## Page text
The applications of the present invention go far beyond physical therapy or running. For instance the sensor insoles 10 may be used in the training of an athlete such as a martial artist, runner, or bicyclist. Here, the training is very similar to physical therapy, where technique can be monitored with feedback provided to the user and/or trainers. Also a history of the user's progress may be formed for use in charting progress and suggestions for further development.

FIGURE 7 is a perspective view of the portable electronic device 140 having the monitoring app 150 installed thereupon for monitoring the forces measured by the force sensors 30 in the sensor insoles 10 and illustrating the data in the form of a pie graph. In Fig. 8, the force data may be shown as a pie graph for each of the force sensors 30, containing the percentage of the user's total weight (or applied force) when standing. Alternatively, with a calibrated system, the absolute values may be displayed. The method of display of the data from the sensor insoles 10 may be displayed as shown or in any other method known to those skilled in the art, and a few of those alternate methods are discussed below as alternative embodiments.

## Raw data
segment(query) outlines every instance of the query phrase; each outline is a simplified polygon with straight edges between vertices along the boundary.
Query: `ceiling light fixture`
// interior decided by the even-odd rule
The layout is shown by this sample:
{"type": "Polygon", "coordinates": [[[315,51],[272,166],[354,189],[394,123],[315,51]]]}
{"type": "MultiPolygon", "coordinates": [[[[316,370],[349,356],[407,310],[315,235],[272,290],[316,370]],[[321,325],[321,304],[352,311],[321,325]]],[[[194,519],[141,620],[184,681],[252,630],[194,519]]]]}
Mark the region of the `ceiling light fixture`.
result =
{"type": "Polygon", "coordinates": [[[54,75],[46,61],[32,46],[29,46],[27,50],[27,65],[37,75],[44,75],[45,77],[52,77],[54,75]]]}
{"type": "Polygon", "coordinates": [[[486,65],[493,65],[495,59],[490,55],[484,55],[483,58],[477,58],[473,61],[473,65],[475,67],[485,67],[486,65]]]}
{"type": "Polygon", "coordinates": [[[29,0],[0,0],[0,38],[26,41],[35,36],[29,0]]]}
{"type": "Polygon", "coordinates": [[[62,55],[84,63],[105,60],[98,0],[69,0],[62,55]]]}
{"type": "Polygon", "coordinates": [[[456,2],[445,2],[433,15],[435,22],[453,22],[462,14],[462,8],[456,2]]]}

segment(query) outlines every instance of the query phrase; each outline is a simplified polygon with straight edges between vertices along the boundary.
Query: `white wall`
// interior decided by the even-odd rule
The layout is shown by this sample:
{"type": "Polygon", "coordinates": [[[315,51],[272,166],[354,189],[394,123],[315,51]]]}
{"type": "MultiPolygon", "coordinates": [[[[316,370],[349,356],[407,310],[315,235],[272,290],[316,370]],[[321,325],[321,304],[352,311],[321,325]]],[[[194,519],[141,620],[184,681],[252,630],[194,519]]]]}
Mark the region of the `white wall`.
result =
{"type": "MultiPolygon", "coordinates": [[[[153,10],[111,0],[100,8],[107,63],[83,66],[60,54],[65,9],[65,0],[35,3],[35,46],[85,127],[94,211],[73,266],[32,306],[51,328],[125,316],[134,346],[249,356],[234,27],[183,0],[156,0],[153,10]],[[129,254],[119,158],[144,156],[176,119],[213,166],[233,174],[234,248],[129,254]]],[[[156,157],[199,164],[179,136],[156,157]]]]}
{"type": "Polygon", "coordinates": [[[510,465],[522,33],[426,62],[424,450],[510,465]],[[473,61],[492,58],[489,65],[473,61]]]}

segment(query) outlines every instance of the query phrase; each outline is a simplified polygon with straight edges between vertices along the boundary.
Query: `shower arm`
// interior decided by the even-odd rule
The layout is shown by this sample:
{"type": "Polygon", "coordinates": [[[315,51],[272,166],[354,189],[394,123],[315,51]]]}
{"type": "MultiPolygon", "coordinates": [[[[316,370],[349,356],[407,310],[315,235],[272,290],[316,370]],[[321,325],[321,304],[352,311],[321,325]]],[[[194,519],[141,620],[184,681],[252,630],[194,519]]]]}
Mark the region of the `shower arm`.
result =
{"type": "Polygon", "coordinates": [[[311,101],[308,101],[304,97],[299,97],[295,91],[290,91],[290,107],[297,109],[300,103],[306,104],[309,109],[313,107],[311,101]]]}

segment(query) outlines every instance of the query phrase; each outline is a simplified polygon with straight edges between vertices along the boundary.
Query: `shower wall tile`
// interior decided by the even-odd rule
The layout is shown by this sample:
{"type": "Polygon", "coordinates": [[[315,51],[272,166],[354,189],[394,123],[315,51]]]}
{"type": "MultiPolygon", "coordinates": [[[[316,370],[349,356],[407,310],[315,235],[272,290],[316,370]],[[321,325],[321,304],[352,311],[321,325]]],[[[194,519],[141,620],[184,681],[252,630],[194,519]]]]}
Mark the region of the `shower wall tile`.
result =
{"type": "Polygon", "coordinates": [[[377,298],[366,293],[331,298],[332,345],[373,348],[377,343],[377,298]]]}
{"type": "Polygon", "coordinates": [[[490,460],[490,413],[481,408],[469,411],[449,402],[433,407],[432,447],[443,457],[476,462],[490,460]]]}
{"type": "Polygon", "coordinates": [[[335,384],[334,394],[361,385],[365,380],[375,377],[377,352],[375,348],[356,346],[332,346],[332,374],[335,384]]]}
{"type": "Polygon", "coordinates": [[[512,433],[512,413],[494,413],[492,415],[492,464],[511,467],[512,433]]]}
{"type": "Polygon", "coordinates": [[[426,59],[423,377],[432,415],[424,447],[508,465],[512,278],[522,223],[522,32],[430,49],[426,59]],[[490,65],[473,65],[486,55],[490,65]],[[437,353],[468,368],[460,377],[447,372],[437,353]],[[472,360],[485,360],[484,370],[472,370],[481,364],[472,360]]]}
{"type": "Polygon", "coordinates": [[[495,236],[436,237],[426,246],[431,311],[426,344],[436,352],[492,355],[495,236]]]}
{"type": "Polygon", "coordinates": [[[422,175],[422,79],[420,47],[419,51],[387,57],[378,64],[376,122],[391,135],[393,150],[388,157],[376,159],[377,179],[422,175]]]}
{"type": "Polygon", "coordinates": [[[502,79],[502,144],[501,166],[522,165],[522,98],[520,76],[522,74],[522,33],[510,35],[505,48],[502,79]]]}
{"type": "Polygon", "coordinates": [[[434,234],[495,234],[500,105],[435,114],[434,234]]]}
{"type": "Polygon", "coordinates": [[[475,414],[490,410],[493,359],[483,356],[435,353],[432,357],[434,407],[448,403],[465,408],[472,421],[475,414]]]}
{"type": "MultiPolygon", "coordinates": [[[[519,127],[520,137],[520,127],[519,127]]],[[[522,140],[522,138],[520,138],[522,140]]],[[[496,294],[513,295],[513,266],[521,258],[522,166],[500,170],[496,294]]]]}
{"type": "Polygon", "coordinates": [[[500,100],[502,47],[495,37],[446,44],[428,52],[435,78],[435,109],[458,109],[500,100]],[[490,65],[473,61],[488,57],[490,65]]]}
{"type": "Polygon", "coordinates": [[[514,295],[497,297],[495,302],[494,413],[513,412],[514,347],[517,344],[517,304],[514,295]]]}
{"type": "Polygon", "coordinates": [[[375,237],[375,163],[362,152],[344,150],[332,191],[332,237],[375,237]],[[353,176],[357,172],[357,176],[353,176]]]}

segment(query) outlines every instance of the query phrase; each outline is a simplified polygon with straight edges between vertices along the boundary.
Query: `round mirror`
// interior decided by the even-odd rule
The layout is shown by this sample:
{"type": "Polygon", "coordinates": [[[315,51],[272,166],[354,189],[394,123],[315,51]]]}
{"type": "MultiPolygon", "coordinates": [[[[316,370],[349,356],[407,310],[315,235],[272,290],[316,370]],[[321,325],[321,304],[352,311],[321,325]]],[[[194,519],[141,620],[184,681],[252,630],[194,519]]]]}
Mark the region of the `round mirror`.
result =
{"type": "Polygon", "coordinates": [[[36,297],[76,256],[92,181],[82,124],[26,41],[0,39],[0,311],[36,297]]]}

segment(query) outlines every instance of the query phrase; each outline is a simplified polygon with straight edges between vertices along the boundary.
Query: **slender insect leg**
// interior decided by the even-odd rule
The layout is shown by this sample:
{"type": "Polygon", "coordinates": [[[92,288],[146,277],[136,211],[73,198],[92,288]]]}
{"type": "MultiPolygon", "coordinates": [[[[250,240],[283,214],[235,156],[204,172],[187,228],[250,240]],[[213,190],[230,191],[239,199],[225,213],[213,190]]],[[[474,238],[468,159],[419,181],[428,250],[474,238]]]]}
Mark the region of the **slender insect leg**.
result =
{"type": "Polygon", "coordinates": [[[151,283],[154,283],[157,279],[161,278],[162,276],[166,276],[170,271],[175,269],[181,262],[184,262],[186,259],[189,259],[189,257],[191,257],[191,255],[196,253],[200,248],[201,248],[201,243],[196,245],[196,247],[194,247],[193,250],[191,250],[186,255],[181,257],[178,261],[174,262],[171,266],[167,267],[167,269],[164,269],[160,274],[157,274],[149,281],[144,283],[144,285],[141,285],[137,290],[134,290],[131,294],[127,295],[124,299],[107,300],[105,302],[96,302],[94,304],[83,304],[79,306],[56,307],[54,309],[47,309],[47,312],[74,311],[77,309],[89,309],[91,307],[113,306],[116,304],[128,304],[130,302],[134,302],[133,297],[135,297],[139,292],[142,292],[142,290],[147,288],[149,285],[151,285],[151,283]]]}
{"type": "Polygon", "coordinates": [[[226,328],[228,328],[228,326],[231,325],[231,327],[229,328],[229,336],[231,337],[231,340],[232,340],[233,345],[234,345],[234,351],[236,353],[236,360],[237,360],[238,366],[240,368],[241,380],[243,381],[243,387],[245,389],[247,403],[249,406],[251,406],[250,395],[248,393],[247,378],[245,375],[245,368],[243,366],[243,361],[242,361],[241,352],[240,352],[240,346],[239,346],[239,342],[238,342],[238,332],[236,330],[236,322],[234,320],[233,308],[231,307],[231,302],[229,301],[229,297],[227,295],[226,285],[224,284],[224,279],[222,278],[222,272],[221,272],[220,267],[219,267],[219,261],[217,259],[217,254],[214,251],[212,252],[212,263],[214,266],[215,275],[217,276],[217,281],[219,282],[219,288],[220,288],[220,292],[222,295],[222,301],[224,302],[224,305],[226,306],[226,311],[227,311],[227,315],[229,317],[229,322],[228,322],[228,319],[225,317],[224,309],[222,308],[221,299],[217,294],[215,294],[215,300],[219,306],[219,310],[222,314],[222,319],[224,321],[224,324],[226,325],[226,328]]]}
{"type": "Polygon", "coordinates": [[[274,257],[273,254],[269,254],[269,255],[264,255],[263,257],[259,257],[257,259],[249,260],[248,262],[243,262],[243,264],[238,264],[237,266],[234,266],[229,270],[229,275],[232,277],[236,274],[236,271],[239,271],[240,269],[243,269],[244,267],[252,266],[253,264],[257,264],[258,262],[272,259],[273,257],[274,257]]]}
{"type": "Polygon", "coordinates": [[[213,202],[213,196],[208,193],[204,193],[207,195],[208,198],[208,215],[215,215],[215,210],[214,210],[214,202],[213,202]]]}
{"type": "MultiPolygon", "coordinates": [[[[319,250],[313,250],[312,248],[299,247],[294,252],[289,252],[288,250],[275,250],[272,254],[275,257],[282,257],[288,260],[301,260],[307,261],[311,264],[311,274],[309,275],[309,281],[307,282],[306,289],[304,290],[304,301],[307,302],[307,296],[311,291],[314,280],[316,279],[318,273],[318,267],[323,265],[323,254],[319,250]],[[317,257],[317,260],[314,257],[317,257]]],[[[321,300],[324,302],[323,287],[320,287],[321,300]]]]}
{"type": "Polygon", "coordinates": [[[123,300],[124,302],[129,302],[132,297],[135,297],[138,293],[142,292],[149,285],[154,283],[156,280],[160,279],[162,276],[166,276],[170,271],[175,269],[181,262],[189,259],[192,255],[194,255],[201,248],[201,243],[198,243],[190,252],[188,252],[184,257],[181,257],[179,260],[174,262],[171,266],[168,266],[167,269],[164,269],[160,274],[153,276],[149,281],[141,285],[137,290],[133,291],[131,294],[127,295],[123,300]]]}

## Tasks to perform
• A. Reproduce the sensor insole text from "FIGURE 7 is" up to and including "as alternative embodiments.".
• B. Write the next part of the sensor insole text, picking up after its final sentence.
The entries have no connection to the sensor insole text.

## Results in order
• A.
FIGURE 7 is a perspective view of the portable electronic device 140 having the monitoring app 150 installed thereupon for monitoring the forces measured by the force sensors 30 in the sensor insoles 10 and illustrating the data in the form of a pie graph. In Fig. 8, the force data may be shown as a pie graph for each of the force sensors 30, containing the percentage of the user's total weight (or applied force) when standing. Alternatively, with a calibrated system, the absolute values may be displayed. The method of display of the data from the sensor insoles 10 may be displayed as shown or in any other method known to those skilled in the art, and a few of those alternate methods are discussed below as alternative embodiments.

• B.
FIGURE 8 is a perspective view of the portable electronic device 140 having the monitoring app installed thereupon for monitoring the forces measured by the force sensors 30 in the sensor insoles 10 and illustrating the data in the form of a contour plot. Fig. 8 shows an alternate embodiment of the output of the monitoring app 150 as shown on the device display 160 of the portable electronic device 140. Here, the device display 160 shows a contour map of the intensity of the applied force, at the position of the force sensors 30 on the user's foot. In another embodiment, the displayed image may be a heat or intensity map, with the colors corresponding to surfaces of constant force. Additionally the monitoring app 150 may contain an interpolation program, using methods known to those skilled in the art, to provide a more detailed mapping of the force on the bottom of the foot, which may be helpful for medical applications, in particular. Additional numbers of the force sensors 30 may be placed in the wearable computer system 14 to increase the accuracy of the interpolation. The sensor system 300 (shown in Fig. 9) may be used for monitoring and reporting power generated by a person performing an exercise such as running. The sensor system 300 comprises the wearable computer system 14 (such as is shown in Fig. 1), and the portable electronic device 140 (shown in Fig. 6). In this embodiment, the monitoring app 150 (shown in Fig. 6) is in the form of a power measurement program operably installed in the computer memory 176 of the portable electronic device 140.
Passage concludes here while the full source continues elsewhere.